§ OBJECTIVE: Rewrite the entries below, replacing every occurrence of "apartment building" with "residential building" and keeping everything else the same.

⁂

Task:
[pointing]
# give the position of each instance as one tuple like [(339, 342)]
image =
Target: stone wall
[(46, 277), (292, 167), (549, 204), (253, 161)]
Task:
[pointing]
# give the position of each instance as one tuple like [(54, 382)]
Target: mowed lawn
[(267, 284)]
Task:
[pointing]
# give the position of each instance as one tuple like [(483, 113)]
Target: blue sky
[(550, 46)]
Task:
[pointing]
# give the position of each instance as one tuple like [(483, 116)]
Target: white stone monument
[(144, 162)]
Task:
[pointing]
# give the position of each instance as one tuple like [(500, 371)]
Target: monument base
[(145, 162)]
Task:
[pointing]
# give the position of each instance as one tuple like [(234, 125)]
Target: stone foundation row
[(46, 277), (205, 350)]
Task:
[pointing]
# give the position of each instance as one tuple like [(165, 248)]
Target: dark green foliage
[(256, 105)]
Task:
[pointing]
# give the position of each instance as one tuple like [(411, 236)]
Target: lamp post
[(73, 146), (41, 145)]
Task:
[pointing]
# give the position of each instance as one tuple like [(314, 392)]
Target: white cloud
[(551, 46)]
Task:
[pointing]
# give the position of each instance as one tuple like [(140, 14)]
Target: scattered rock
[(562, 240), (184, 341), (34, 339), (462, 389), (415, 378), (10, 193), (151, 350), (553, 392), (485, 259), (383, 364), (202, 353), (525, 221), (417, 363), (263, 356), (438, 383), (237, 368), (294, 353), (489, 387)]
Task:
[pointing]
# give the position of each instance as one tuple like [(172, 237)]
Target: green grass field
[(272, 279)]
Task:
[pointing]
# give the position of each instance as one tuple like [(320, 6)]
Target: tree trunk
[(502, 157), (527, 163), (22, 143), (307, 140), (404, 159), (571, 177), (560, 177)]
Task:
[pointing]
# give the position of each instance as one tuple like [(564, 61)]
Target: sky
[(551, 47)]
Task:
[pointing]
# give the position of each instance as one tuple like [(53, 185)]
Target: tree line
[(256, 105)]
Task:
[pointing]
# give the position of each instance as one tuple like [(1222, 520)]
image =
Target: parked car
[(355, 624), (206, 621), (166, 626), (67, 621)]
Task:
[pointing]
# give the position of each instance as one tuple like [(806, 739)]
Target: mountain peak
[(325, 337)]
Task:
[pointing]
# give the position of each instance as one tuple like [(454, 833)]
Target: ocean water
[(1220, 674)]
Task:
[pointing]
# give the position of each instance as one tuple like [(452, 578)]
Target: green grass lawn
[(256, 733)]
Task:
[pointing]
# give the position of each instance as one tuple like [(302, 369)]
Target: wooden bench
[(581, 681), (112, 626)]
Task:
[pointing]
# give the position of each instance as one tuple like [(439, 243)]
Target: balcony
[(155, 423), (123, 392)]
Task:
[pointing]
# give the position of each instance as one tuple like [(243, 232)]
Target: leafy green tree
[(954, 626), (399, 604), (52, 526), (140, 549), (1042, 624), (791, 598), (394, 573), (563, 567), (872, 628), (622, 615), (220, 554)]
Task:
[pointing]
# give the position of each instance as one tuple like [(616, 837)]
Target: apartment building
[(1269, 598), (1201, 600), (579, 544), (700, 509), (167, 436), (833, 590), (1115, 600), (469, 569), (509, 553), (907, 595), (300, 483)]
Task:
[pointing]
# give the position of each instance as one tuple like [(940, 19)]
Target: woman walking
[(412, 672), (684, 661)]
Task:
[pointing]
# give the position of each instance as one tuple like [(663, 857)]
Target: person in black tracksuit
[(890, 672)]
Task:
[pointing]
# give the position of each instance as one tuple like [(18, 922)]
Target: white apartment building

⁂

§ REPLY:
Task:
[pointing]
# give the position of each instance as one tuple like [(339, 342)]
image =
Target: stone wall
[(46, 277), (292, 167), (549, 204), (253, 161)]
Task:
[pointing]
# give the position of each instance as one tuple like [(54, 382)]
Target: mowed lawn
[(267, 284)]
Task:
[pointing]
# give the position of each instance as one tuple like [(483, 113)]
Target: blue sky
[(550, 46)]
Task:
[pointing]
# give the position of each instance as one tuple like [(483, 116)]
Target: white stone monument
[(144, 162)]
Task:
[pointing]
# give the position of each instance as one tuple like [(500, 371)]
Target: monument base
[(145, 162)]
Task:
[pointing]
# give the position of each instance as one tuple like [(234, 125)]
Target: stone foundation row
[(46, 277), (205, 350)]
Task:
[pointing]
# give the position of each instance as one tuple like [(165, 248)]
Target: dark green foliage
[(256, 105)]
Task:
[pointing]
# give the position of each instance as one tuple like [(411, 236)]
Target: lamp post
[(73, 146), (41, 145)]
Task:
[pointing]
# give the position of each instance as one tuple like [(314, 392)]
Target: white cloud
[(551, 46)]
Task:
[pointing]
# give the position of each instance as one tuple like [(140, 14)]
Target: scattered rock
[(562, 240), (184, 341), (34, 339), (462, 389), (415, 378), (10, 193), (151, 350), (553, 392), (485, 259), (383, 364), (202, 353), (525, 221), (417, 363), (263, 356), (438, 383), (237, 368), (294, 353), (489, 387)]
Task:
[pointing]
# give the position of each instance as one tuple like [(172, 237)]
Target: green grass field
[(272, 279)]
Task:
[pointing]
# give the position of each instance as one tuple like [(320, 6)]
Target: tree trunk
[(502, 157), (527, 163), (22, 143), (307, 140), (404, 159), (571, 177), (560, 177)]
Task:
[pointing]
# give the position of each instance as one tuple like [(564, 61)]
Target: sky
[(551, 47)]
Task:
[pointing]
# give the position of each instance as one tuple like [(53, 185)]
Target: tree line
[(256, 105)]
Task:
[pointing]
# give the position of each instance as one tuple like [(1222, 520)]
image =
Target: parked car
[(355, 624), (206, 621), (166, 626), (67, 621)]
Task:
[pointing]
# give the position of each instance as one tuple like [(806, 739)]
Target: mountain peak
[(325, 337)]
Task:
[pointing]
# give the position of each instance as one tuple like [(454, 833)]
Target: ocean water
[(1220, 674)]
Task:
[pointing]
# give the position of each instance as one tuple like [(452, 578)]
Target: green grass lawn
[(256, 733)]
Task:
[pointing]
# give the position of each instance as one tuple like [(302, 369)]
Target: wooden bench
[(581, 681), (112, 626)]
Task:
[pointing]
# give the position of each instance as one tuple like [(439, 243)]
Target: balcony
[(155, 423), (123, 392)]
Task:
[pointing]
# give the position of each instance as one tuple like [(243, 232)]
Target: leafy green tree
[(954, 626), (399, 604), (52, 526), (140, 549), (1042, 624), (791, 598), (394, 573), (563, 567), (872, 628), (622, 615), (220, 554)]
Task:
[pointing]
# give the position of each instance as one tuple like [(616, 837)]
Target: residential building
[(1269, 598), (1201, 600), (579, 544), (700, 509), (167, 436), (833, 590), (1115, 600), (469, 569), (509, 553), (907, 595), (300, 483)]
Task:
[pointing]
# give the position of each instance as one tuple like [(940, 19)]
Target: woman walking
[(412, 672), (684, 661)]
Task:
[pointing]
# give the position of each instance as one tuple like [(663, 857)]
Target: person in black tracksuit
[(890, 672)]
Task:
[pointing]
# give the position of each instance as one tuple like [(18, 922)]
Target: white residential building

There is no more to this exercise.